[Data extract Boundary: Start]

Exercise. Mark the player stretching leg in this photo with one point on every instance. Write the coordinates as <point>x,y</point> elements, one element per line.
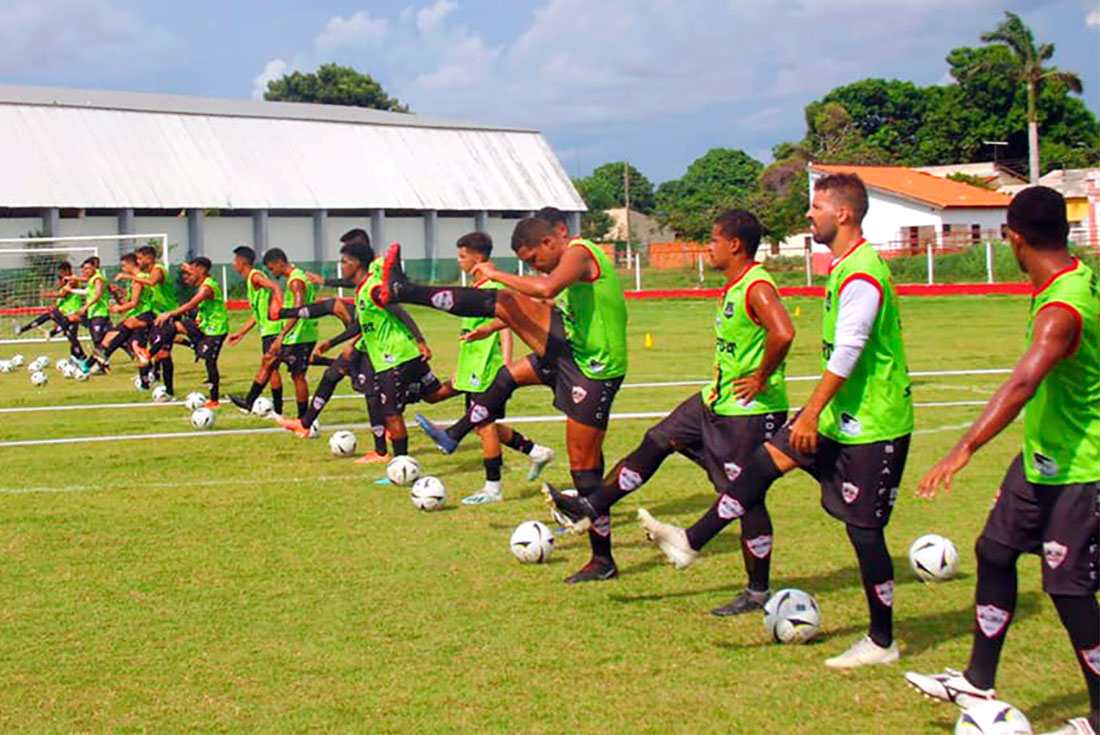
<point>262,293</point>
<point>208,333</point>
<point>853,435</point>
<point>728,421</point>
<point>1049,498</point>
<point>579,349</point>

[Data extract Boundary: End]
[Data extract Boundary: Start]

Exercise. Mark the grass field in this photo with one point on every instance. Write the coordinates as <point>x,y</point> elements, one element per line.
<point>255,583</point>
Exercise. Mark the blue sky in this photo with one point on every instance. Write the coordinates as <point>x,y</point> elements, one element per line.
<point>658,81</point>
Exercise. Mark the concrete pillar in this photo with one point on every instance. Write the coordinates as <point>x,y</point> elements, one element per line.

[Data extract Boundary: End]

In the entries above, find the line with "Exercise. Mark the grass" and the line with "Exercise. Mark the concrete", then set down exactly those two and every line between them, nothing else.

[Task solution]
Exercise. Mark the grass field in this photo with one point on every instance. Write the coordinates as <point>x,y</point> elements, one element per line.
<point>255,583</point>
Exercise. Mark the blue sky in this photo with one point on every instance. Write the coordinates as <point>x,y</point> elements, one element per line.
<point>658,81</point>
Exercise. Mark the concrete pillar in this photo with one point on every instance. Write the coordinates as <point>x,y</point> elements, one element per line.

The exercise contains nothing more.